*** EXCERPTED TEXT Section Begins ***
Brussels — The EU has reached a deal with Pfizer and BioNTech for 300-million additional doses of their Covid-19 vaccine, the head of the European Commission said on Friday, in a move that would give the EU nearly half the firms’ global output for 2021.

Pfizer has said it can produce up to 1.3-billion doses around the world in 2021. The new agreement with the EU comes on top of another order for 300-million doses that the bloc agreed with Pfizer and German partner BioNTech in November.

“We now have agreed with BioNTech and Pfizer to extend this contract. With the new agreement we could purchase a total of up to an additional 300-million doses of the BioNTech vaccine,” Ursula von der Leyen told a news conference on Friday.

Pfizer was more cautious. “We are in talks with the European Commission about an amendment to our existing supply agreement for Comirnaty, the Pfizer-BioNTech Covid-19 vaccine,” it said in a statement.

The move would allow EU governments to double their orders from Pfizer to 600-million doses, Von der Leyen said, as the 27-nation bloc races to ramp up the vaccination of its 450-million people. Each recipient of the Pfizer vaccine needs two doses to develop maximum protection.

In a separate announcement, the EU drug regulator changed its recommendation for the use of the Pfizer vaccine, allowing the extraction of six doses from a vial instead of five. That would increase available doses by 20%, though it is not clear whether Pfizer would charge more for the extra doses. The company did not immediately respond to this question.
*** EXCERPTED TEXT Section Ends ***
*** EXCERPTED DATA Section Begins ***
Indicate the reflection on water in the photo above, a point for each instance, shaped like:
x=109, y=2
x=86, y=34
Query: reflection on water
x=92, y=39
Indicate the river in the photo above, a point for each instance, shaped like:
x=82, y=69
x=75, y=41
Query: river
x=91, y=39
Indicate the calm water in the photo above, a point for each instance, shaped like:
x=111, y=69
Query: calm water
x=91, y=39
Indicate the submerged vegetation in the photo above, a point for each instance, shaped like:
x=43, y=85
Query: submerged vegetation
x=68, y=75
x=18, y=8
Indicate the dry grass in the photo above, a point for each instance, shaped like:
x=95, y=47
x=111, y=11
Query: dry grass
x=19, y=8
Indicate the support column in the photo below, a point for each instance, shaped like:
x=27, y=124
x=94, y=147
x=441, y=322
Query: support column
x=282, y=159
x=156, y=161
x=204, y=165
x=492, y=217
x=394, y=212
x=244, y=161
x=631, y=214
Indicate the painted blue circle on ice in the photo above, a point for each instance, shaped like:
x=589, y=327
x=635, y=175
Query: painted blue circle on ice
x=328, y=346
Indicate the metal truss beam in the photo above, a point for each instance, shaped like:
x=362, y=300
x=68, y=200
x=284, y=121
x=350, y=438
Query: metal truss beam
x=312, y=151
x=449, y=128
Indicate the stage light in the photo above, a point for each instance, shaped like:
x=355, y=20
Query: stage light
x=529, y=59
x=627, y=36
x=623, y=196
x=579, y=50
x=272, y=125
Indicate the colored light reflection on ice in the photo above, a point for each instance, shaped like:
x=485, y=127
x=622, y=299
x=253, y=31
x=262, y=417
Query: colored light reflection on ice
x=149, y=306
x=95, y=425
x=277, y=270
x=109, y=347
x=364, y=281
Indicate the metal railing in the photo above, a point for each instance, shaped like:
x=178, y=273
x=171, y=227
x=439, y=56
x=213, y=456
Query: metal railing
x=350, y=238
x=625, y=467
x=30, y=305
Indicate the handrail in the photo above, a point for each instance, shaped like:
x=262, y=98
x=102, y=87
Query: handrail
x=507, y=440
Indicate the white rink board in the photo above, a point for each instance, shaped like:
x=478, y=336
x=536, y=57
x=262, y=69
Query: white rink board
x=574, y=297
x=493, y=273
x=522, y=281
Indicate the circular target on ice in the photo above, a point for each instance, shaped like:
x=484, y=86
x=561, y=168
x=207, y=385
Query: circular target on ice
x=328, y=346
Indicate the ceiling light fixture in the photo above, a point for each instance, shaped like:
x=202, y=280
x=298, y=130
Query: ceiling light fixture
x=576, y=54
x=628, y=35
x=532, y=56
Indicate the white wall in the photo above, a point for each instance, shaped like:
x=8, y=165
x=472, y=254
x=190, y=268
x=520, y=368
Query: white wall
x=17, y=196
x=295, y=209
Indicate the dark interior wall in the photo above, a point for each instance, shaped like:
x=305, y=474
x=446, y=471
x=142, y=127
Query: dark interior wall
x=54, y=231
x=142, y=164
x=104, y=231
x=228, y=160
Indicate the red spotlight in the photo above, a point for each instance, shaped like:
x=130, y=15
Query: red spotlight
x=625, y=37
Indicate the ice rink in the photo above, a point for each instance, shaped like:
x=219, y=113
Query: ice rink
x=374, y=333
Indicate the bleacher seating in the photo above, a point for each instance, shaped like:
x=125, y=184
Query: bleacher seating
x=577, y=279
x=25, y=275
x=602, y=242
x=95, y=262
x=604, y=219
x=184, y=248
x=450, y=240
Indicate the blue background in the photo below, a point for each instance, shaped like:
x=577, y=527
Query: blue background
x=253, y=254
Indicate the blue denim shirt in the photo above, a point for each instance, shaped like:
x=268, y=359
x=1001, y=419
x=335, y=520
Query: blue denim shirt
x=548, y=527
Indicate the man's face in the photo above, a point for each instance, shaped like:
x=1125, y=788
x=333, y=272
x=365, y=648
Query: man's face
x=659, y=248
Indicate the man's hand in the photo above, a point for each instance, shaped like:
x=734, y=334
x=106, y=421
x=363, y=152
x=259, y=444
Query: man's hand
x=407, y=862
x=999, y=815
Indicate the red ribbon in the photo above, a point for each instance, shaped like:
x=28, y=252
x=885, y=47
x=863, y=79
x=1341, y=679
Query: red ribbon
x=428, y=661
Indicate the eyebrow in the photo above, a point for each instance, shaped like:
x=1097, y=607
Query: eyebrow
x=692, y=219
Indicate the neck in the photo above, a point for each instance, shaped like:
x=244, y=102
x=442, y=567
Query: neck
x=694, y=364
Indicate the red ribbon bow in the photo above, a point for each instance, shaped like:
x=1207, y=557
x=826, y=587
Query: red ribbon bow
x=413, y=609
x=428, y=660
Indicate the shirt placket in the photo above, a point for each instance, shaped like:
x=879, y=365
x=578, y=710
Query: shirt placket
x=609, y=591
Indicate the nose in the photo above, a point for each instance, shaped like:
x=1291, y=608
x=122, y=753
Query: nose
*** EXCERPTED DATA Section Ends ***
_HOW TO COMPLETE THIS TASK_. Please take the stretch from "Brussels — The" through "output for 2021." in the article on the EU's Pfizer vaccine deal and edit it so that "doses" reads "shots" throughout.

_OUTPUT FOR THIS TASK_.
Brussels — The EU has reached a deal with Pfizer and BioNTech for 300-million additional shots of their Covid-19 vaccine, the head of the European Commission said on Friday, in a move that would give the EU nearly half the firms’ global output for 2021.